* [EXERCISE BRIEF]: Reproduce exactly, with no other output, every line of the data below from the line containing "Could you please point out the person's head" to the end, inclusive.

* [DATA LINES]:
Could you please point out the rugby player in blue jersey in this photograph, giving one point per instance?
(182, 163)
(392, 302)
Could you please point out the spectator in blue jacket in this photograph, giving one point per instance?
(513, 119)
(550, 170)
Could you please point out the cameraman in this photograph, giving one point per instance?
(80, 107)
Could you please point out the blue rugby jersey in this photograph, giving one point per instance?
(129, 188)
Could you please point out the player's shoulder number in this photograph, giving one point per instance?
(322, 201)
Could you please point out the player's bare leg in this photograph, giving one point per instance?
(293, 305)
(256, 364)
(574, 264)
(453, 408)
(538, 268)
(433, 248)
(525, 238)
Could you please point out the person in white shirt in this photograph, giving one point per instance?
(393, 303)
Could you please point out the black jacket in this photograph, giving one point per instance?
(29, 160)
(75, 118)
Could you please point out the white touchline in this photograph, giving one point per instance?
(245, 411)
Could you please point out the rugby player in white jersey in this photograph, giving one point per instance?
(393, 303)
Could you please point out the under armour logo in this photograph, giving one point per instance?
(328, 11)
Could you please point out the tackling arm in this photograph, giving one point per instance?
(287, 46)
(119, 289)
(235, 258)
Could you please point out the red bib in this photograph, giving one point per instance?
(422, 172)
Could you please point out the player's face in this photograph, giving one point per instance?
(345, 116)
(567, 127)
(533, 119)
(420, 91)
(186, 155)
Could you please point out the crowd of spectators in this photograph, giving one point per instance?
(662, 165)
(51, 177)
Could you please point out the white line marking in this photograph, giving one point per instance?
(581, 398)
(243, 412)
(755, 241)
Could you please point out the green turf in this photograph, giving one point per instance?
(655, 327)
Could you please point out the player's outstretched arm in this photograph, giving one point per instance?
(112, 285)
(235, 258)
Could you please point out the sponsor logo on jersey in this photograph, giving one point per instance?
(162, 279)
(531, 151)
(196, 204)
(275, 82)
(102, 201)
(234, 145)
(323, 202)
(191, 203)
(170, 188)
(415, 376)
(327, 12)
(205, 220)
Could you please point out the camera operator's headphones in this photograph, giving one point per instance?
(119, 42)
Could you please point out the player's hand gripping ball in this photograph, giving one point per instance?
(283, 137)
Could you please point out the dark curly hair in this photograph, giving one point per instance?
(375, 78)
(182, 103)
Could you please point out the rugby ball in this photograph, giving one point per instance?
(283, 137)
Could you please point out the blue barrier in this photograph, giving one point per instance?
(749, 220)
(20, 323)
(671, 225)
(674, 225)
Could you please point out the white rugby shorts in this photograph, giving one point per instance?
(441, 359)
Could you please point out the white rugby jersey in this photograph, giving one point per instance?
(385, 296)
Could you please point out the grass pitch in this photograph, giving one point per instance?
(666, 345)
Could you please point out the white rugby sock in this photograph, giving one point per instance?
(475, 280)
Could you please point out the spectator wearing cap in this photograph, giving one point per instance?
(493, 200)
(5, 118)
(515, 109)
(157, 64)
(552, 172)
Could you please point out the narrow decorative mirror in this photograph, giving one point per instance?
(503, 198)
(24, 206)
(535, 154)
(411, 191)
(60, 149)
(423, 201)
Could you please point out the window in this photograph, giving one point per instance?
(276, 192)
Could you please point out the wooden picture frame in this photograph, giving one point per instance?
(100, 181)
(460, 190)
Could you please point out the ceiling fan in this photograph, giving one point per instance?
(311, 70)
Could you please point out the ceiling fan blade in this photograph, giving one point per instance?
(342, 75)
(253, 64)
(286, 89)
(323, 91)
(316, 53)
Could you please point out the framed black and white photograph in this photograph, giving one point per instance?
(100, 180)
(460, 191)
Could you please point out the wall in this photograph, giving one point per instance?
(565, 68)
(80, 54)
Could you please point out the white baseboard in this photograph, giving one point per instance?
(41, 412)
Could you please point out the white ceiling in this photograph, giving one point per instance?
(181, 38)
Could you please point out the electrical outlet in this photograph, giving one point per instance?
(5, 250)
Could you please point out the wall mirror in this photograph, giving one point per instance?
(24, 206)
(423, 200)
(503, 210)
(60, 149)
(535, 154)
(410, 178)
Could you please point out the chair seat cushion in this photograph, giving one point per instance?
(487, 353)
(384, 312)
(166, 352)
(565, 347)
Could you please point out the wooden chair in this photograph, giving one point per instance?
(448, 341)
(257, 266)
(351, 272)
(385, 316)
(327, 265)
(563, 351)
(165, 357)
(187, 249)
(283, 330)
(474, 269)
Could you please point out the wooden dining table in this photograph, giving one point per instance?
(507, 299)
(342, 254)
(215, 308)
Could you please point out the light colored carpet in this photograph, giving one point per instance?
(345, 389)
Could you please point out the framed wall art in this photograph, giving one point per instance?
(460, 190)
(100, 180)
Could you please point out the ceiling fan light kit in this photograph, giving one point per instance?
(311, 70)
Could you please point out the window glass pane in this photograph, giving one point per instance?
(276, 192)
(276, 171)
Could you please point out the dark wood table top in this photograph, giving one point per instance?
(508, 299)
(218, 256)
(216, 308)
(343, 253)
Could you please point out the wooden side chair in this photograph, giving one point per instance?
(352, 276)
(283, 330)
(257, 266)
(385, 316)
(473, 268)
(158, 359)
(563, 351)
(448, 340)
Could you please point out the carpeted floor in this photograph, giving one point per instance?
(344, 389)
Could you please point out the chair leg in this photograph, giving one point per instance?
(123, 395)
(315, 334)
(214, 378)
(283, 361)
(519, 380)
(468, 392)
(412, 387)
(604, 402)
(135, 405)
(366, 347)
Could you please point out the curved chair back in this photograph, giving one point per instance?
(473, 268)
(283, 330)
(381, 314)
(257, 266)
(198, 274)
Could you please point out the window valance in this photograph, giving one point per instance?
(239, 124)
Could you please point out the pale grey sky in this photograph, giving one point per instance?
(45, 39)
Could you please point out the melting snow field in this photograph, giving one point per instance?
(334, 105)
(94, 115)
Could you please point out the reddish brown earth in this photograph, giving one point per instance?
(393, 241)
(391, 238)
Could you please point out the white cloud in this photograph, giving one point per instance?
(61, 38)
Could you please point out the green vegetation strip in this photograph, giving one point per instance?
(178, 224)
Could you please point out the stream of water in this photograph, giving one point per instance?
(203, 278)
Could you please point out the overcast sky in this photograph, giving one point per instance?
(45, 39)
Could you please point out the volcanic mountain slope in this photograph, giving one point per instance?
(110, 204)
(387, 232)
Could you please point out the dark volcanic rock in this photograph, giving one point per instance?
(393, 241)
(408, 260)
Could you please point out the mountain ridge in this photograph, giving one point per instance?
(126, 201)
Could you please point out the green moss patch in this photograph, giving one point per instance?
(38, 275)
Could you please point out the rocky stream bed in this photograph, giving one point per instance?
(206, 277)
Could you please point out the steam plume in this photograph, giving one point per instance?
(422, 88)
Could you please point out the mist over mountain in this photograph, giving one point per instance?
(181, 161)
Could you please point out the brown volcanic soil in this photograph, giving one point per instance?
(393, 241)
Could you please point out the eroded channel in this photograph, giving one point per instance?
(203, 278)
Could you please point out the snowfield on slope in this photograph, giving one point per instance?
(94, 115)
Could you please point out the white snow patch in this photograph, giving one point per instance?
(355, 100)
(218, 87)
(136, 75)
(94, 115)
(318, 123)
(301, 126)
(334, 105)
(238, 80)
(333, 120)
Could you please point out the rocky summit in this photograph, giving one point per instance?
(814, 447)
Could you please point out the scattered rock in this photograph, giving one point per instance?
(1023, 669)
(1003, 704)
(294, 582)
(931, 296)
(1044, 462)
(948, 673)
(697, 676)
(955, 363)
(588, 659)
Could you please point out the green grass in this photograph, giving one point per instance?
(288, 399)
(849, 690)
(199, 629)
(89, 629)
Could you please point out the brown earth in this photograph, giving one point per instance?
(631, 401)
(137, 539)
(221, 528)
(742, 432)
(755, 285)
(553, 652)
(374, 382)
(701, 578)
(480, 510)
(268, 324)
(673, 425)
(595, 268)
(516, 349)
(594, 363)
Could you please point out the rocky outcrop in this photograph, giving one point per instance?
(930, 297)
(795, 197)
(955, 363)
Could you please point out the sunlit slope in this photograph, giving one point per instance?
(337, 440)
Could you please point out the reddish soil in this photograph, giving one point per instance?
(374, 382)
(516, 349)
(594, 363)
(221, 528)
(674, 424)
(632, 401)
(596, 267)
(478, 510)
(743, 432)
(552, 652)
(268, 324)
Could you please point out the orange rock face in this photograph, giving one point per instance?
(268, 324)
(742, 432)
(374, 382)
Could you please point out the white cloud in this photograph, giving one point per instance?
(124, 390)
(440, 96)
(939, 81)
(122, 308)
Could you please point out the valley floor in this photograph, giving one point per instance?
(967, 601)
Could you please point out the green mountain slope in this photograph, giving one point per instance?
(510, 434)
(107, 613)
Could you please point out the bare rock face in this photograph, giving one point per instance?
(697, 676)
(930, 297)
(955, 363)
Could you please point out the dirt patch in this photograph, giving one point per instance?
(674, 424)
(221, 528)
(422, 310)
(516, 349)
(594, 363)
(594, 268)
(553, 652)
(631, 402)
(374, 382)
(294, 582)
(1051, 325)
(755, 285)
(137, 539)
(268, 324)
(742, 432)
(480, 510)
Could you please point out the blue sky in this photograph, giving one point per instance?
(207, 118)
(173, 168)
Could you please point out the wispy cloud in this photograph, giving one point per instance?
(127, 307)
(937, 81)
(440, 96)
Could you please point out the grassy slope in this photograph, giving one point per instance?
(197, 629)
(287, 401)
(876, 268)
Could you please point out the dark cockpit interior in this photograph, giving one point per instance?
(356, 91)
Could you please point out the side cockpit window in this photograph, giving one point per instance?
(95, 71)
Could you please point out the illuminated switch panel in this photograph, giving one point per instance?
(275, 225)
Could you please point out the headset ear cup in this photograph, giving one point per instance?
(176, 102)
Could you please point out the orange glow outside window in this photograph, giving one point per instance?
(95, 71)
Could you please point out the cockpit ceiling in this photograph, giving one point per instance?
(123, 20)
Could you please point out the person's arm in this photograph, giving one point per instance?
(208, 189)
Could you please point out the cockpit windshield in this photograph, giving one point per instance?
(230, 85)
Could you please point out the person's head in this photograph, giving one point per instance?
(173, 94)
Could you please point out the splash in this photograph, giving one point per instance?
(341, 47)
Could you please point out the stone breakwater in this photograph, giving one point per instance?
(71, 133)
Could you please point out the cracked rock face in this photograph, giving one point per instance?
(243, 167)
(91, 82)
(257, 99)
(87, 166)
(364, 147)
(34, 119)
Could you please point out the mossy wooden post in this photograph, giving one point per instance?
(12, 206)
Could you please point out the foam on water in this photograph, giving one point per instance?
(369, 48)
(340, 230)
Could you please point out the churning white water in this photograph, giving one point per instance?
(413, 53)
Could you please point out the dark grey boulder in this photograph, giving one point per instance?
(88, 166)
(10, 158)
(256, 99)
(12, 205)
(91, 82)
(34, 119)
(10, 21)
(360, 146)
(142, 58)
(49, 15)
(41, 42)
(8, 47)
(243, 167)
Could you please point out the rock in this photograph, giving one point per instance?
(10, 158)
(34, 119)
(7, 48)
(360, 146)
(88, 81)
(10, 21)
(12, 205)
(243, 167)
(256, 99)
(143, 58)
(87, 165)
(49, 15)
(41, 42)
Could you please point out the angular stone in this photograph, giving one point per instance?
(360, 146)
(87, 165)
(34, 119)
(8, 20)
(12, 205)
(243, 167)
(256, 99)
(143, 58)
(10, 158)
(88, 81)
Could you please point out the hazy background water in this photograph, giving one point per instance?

* [ANSWER TO THE PROBLEM]:
Could you please point out the person's head in this photograph, giving one point per instance?
(173, 94)
Could you please point out the splash in this photograph, giving one point per instance?
(341, 47)
Could you please point out the stone breakwater in this photograph, giving one point per instance?
(71, 133)
Could you please point out the cracked rock face in this photograph, giving one point per instance?
(243, 167)
(91, 82)
(257, 99)
(87, 166)
(364, 147)
(34, 119)
Could you please point out the mossy wooden post in this photograph, giving one point per instance?
(12, 206)
Could you please point out the foam on water in this photograph, giving one point per instance?
(369, 48)
(340, 230)
Could you please point out the churning white water in this photograph, giving one point per instance?
(413, 53)
Could you please point out the dark grey boulder in this photograph, giving one point per instance?
(88, 166)
(10, 158)
(256, 99)
(12, 205)
(91, 82)
(34, 119)
(10, 21)
(360, 146)
(142, 58)
(49, 15)
(41, 42)
(8, 47)
(243, 167)
Could you please point out the rock in this photograph, giving one point per instance?
(10, 158)
(34, 119)
(7, 48)
(360, 146)
(88, 81)
(10, 21)
(12, 205)
(243, 167)
(256, 99)
(143, 58)
(87, 165)
(49, 15)
(41, 42)
Could you please point out the angular stone in this photograph, giving one point per instance?
(360, 146)
(87, 165)
(34, 119)
(8, 20)
(12, 205)
(243, 167)
(256, 99)
(143, 58)
(10, 158)
(88, 81)
Could you please point out the hazy background water in this photograph, giving one point per instance?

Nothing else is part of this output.